=== PROMPT ===
Reproduce all entries verbatim, with nothing added or dropped.

=== DATA FOR THIS TASK ===
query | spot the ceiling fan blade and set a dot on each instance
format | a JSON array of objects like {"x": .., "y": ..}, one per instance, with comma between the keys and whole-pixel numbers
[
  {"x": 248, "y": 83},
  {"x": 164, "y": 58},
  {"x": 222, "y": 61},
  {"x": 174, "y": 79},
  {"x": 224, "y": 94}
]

=== EXERCISE OUTPUT ===
query | spot the ceiling fan blade and set a dot on each instance
format | a JSON array of objects like {"x": .., "y": ..}, one per instance, with comma between the keys and whole-pixel numbers
[
  {"x": 248, "y": 83},
  {"x": 164, "y": 58},
  {"x": 222, "y": 61},
  {"x": 174, "y": 79},
  {"x": 224, "y": 94}
]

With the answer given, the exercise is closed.